§ **What is expected**
Please give all of the data again, character for character, and drop the pictures.

━━━

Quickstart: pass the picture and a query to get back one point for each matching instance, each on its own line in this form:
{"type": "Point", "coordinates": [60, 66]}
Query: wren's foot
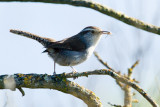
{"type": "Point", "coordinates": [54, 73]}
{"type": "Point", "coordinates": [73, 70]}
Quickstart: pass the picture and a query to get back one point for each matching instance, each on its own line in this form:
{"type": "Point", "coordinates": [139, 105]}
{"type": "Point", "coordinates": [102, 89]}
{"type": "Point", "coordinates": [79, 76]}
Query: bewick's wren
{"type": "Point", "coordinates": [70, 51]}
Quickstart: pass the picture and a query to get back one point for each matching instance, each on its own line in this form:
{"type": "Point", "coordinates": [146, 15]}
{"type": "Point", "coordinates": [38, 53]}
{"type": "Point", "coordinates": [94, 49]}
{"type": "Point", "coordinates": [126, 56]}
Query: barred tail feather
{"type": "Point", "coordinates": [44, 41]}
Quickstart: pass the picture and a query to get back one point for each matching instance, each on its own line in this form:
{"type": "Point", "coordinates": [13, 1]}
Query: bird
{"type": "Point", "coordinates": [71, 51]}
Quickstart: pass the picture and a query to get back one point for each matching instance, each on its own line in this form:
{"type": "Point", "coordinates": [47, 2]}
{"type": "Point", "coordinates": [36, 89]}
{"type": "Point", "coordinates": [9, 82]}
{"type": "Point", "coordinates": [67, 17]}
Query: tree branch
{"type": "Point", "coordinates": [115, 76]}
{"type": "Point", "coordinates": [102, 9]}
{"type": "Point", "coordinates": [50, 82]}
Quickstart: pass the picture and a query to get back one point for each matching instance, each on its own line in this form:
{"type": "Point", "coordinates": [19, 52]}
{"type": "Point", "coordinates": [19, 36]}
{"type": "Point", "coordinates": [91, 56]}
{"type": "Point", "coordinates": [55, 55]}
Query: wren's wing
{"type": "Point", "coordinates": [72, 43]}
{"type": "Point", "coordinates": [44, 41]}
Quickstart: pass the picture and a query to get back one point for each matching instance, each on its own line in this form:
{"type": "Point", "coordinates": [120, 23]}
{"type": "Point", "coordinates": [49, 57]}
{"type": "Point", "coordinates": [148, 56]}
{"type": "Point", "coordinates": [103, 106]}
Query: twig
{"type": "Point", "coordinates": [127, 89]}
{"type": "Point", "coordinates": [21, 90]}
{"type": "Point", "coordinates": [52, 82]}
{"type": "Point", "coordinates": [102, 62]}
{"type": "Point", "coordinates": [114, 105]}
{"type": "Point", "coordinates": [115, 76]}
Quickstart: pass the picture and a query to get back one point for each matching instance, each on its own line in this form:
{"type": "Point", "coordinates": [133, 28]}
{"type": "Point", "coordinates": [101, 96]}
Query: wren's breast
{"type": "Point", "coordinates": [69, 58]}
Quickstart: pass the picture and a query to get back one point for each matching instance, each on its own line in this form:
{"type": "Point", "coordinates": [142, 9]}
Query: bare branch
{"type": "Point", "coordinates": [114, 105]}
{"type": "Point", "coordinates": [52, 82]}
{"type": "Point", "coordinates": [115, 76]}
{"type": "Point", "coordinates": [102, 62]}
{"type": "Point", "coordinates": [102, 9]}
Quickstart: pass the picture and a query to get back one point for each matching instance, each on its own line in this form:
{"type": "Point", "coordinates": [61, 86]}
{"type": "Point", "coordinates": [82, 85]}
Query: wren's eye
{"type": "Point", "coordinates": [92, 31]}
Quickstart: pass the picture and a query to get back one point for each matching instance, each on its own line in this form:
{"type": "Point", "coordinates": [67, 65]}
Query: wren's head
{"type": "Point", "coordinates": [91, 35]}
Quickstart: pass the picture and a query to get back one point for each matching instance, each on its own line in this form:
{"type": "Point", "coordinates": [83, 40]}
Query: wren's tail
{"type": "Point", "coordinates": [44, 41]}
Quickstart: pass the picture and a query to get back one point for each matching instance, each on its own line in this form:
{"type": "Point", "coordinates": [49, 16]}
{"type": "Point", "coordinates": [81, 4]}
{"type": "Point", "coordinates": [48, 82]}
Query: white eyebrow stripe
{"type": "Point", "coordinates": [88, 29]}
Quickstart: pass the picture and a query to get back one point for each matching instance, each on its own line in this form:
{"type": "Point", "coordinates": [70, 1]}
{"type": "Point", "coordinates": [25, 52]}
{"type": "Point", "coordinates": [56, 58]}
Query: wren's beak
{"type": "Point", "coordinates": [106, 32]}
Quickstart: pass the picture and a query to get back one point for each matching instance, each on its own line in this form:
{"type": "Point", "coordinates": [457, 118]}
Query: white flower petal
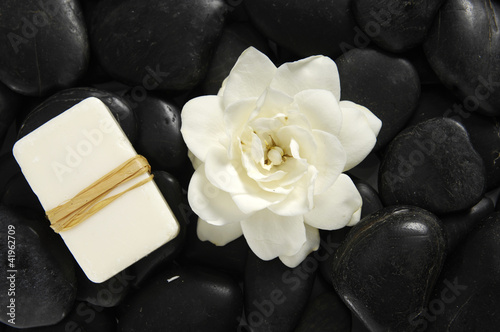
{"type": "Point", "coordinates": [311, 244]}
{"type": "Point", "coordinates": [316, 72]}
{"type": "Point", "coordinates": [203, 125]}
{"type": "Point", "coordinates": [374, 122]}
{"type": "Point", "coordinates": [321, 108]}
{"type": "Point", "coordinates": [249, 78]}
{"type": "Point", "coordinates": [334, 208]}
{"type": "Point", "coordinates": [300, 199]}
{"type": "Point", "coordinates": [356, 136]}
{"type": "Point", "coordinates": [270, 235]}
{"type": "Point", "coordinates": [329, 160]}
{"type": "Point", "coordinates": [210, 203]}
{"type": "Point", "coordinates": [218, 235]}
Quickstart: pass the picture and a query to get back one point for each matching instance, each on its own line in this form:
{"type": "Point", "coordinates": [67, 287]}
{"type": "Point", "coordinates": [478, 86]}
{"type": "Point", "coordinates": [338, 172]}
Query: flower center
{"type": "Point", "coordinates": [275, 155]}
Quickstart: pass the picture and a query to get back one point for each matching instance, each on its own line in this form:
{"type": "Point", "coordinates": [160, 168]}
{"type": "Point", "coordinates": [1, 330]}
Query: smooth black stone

━━━

§ **Solution to this exercise**
Quickstart: pass the picture and a query to get back one point for each matching instance, each on its own line in this form:
{"type": "Point", "coordinates": [60, 66]}
Query: wren's foot
{"type": "Point", "coordinates": [54, 73]}
{"type": "Point", "coordinates": [73, 70]}
Quickstart: pass the picture and a query to get back one point for each matching instance, each on its own line in this form:
{"type": "Point", "coordinates": [139, 105]}
{"type": "Point", "coordinates": [102, 89]}
{"type": "Point", "coordinates": [79, 76]}
Query: bewick's wren
{"type": "Point", "coordinates": [70, 51]}
Quickstart: pass the picture and a query to get back one point for each matching instance, each on its own line in this form:
{"type": "Point", "coordinates": [146, 15]}
{"type": "Point", "coordinates": [38, 53]}
{"type": "Point", "coordinates": [94, 49]}
{"type": "Point", "coordinates": [126, 56]}
Query: barred tail feather
{"type": "Point", "coordinates": [44, 41]}
Quickstart: pass the picture and a query to get back one point for each matching instance, each on its own line in this form:
{"type": "Point", "coordinates": [13, 1]}
Query: bird
{"type": "Point", "coordinates": [71, 51]}
Quickstart: pass the picture and a query to get back one point for each matching instance, each on its own line in this form:
{"type": "Point", "coordinates": [47, 2]}
{"type": "Point", "coordinates": [36, 89]}
{"type": "Point", "coordinates": [9, 82]}
{"type": "Point", "coordinates": [67, 17]}
Query: tree branch
{"type": "Point", "coordinates": [115, 76]}
{"type": "Point", "coordinates": [102, 9]}
{"type": "Point", "coordinates": [50, 82]}
Quickstart: pass the picture and a query to get back one point for each matching instance, each on its own line in this form:
{"type": "Point", "coordinates": [19, 52]}
{"type": "Point", "coordinates": [19, 36]}
{"type": "Point", "coordinates": [91, 56]}
{"type": "Point", "coordinates": [55, 55]}
Query: wren's wing
{"type": "Point", "coordinates": [72, 43]}
{"type": "Point", "coordinates": [44, 41]}
Quickstart: pass the picture and a query to get back one point for each matching instance, each on its own line in this form:
{"type": "Point", "coordinates": [120, 23]}
{"type": "Point", "coordinates": [49, 57]}
{"type": "Point", "coordinates": [148, 56]}
{"type": "Point", "coordinates": [103, 106]}
Query: twig
{"type": "Point", "coordinates": [127, 89]}
{"type": "Point", "coordinates": [21, 90]}
{"type": "Point", "coordinates": [52, 82]}
{"type": "Point", "coordinates": [102, 62]}
{"type": "Point", "coordinates": [114, 105]}
{"type": "Point", "coordinates": [115, 76]}
Quickstart: pass the picture and a query to get back one point for each matching instance, each on its own line in this form:
{"type": "Point", "coordinates": [133, 28]}
{"type": "Point", "coordinates": [101, 96]}
Query: wren's breast
{"type": "Point", "coordinates": [69, 58]}
Quickstart: pass the picture and a query to get back one point for each matching instance, each on its own line in this form:
{"type": "Point", "coordinates": [142, 9]}
Query: bare branch
{"type": "Point", "coordinates": [114, 105]}
{"type": "Point", "coordinates": [52, 82]}
{"type": "Point", "coordinates": [115, 76]}
{"type": "Point", "coordinates": [102, 62]}
{"type": "Point", "coordinates": [102, 9]}
Quickstart: pass the picture and a query to get back one point for each matching instance, each on its own line in this form:
{"type": "Point", "coordinates": [61, 86]}
{"type": "Point", "coordinates": [82, 85]}
Query: wren's eye
{"type": "Point", "coordinates": [92, 31]}
Quickstart: pass the picture and a query to get back one point for each matching instance, each on its own line in this form:
{"type": "Point", "coordinates": [67, 65]}
Query: wren's head
{"type": "Point", "coordinates": [91, 35]}
Quickstart: pass the picture and a query to get back one point for each matching instance, each on its own line in this form:
{"type": "Point", "coordinates": [83, 40]}
Query: wren's tail
{"type": "Point", "coordinates": [44, 41]}
Quickstart: pass the picture and a query to get back one point for each matching instance, each on its own line in this form:
{"type": "Point", "coordinates": [49, 16]}
{"type": "Point", "coordinates": [81, 4]}
{"type": "Point", "coordinates": [48, 82]}
Query: white eyebrow stripe
{"type": "Point", "coordinates": [88, 29]}
Quickstart: pass the picture and a query to get back one point for each matching instance, each on its own line in this form:
{"type": "Point", "coordinates": [70, 1]}
{"type": "Point", "coordinates": [25, 52]}
{"type": "Point", "coordinates": [56, 58]}
Query: wren's beak
{"type": "Point", "coordinates": [106, 32]}
Quickstart: pass the picture and a query to get back one point for each matching instance, each on its own line in this form:
{"type": "Point", "coordinates": [457, 118]}
Query: white flower petal
{"type": "Point", "coordinates": [311, 244]}
{"type": "Point", "coordinates": [316, 72]}
{"type": "Point", "coordinates": [203, 125]}
{"type": "Point", "coordinates": [374, 122]}
{"type": "Point", "coordinates": [321, 108]}
{"type": "Point", "coordinates": [249, 78]}
{"type": "Point", "coordinates": [334, 208]}
{"type": "Point", "coordinates": [300, 199]}
{"type": "Point", "coordinates": [356, 136]}
{"type": "Point", "coordinates": [270, 235]}
{"type": "Point", "coordinates": [329, 160]}
{"type": "Point", "coordinates": [210, 203]}
{"type": "Point", "coordinates": [218, 235]}
Quickstart: pass the picture and a query to get back one point for each matching instance, each on its own line in this form:
{"type": "Point", "coordinates": [67, 287]}
{"type": "Point", "coordinates": [478, 86]}
{"type": "Point", "coordinates": [338, 172]}
Query: flower center
{"type": "Point", "coordinates": [275, 155]}
Quickstart: pass the picture and a query to get back one point for each matching instance, each on its own line in this form:
{"type": "Point", "coordinates": [160, 168]}
{"type": "Point", "coordinates": [1, 330]}
Query: smooth black stone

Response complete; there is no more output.